-- begin Supplied records --

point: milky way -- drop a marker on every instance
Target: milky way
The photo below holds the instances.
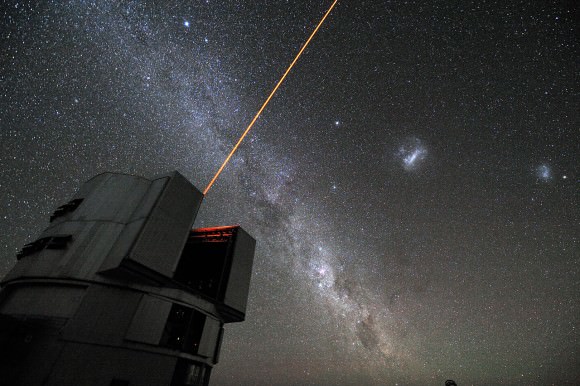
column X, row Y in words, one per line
column 413, row 186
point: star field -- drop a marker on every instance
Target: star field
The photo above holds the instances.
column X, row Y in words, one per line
column 412, row 187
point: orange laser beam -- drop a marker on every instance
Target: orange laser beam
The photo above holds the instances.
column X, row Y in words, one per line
column 268, row 99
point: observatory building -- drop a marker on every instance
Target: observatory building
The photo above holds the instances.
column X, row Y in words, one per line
column 119, row 290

-- end Supplied records --

_What you need to do_
Copy every line of the records above word for word, but leave the pictures out.

_Full answer_
point: milky way -- drop a marker on every instance
Target: milky way
The photo below holds the instances.
column X, row Y in words, one per line
column 413, row 186
point: star field -- drop a marker on every instance
Target: star field
The photo above holds the instances.
column X, row Y in words, one per line
column 412, row 187
point: orange laser beam -- drop a marker on every instance
Target: orange laser beam
The photo above holds the instances.
column X, row Y in words, one per line
column 268, row 99
point: observatory building -- drop a marker on every instance
Target: observatory building
The photo above holds the instances.
column X, row Y in words, one per line
column 119, row 290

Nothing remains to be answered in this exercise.